*** Opening of Task inputs ***

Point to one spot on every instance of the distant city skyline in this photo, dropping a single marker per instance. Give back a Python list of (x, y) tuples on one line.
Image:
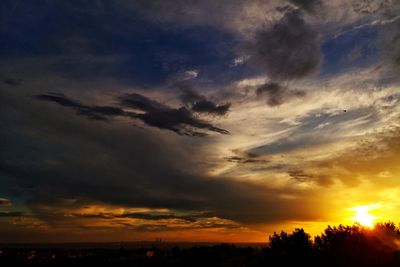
[(203, 121)]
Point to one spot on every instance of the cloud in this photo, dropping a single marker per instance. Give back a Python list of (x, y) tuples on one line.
[(12, 214), (307, 5), (290, 49), (153, 113), (12, 81), (179, 120), (200, 104), (5, 202), (276, 94), (91, 112)]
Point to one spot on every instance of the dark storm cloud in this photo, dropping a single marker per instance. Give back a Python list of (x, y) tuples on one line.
[(11, 81), (5, 202), (12, 214), (180, 121), (307, 5), (92, 112), (199, 103), (245, 157), (144, 216), (290, 49), (277, 94), (52, 156)]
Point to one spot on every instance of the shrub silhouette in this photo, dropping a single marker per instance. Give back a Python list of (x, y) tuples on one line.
[(337, 246)]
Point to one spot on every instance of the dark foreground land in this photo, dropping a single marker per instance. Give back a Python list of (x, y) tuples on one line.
[(337, 246)]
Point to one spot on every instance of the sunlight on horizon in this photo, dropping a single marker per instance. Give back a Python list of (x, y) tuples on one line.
[(363, 216)]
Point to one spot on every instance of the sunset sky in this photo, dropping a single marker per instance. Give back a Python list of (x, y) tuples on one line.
[(196, 120)]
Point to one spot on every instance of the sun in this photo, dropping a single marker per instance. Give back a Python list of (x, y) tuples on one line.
[(363, 216)]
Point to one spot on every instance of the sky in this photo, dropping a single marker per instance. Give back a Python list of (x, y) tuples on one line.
[(196, 120)]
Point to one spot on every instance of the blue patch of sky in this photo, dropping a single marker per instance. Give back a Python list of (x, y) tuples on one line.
[(353, 49), (87, 42)]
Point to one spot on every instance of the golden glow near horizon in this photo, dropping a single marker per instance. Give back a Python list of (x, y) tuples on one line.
[(362, 215)]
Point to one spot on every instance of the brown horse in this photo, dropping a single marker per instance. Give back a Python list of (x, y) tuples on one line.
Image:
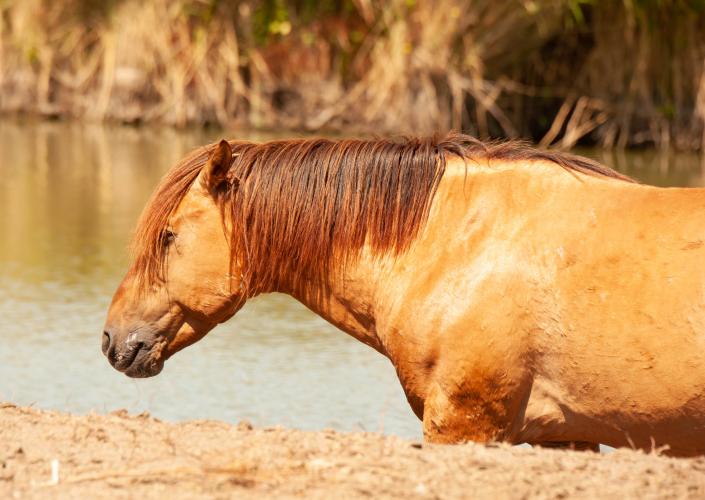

*** Close of Task inputs ***

### Task statement
Please reproduce the entries from above exactly; images are not part of the copy.

### Exercise result
Point to one spot on every instance of the distant city skyline in this photo, dropping a single marker per instance. Give back a Python list of (x, y) tuples on one line.
Image:
[(203, 121)]
Point to one spot on every instance of the cloud in this photo, dropping a single marker per instance. Give back a Python list of (x, y) tuples on one line.
[(12, 214), (307, 5), (290, 49), (153, 113), (12, 81), (179, 120), (200, 104), (5, 202), (276, 94), (91, 112)]
Point to one spot on every instance of the dark storm cloud in this photo, dropping a single marker per instance. Give back a Python list of (x, y) tuples on one line.
[(11, 81), (5, 202), (12, 214), (180, 121), (307, 5), (92, 112), (199, 103), (245, 157), (144, 216), (290, 49), (277, 94), (52, 156)]
Point to one spot on every instance of the shrub silhouette in this photo, dropping a single marker per instance. Give back a Python list of (x, y) tuples on one line.
[(337, 246)]
Point to one spot on every instance of the dark foreground land in this photo, dropping a single marker per instance. Give back a Python list of (x, y) tuples on one line.
[(337, 246)]
Point to one spot on every instance of the sunlight on horizon in this photo, dropping a single marker per instance. Give back a Python list of (x, y) tuples on one line.
[(363, 216)]
Point to one spot on every instance of the sunset sky in this photo, dropping a single marker per instance. Give back a Python list of (x, y) tuples on one line.
[(196, 120)]
Point to one spot on every instance of the sun in this photo, dropping a single marker per instance. Give back a Python list of (x, y) tuples on one line.
[(363, 216)]
Point to one spot on every instance of the sky in this photo, dropping a single marker per instance. Give back a Python list of (x, y) tuples on one line.
[(196, 120)]
Point to one spot on every instance of the blue patch of sky in this photo, dropping a single marker per instance. Give back a Python list of (x, y) tuples on one line.
[(353, 49), (87, 42)]
Point to one spot on every instance of the golden glow near horizon in this photo, dropping a single marker per instance. Give back a Python list of (x, y) tuples on one line.
[(362, 215)]
Point to one spot on every instance of the brown horse in this photo, dropping a single marker per instance. Give back a Python list of (x, y) tuples on one line.
Image:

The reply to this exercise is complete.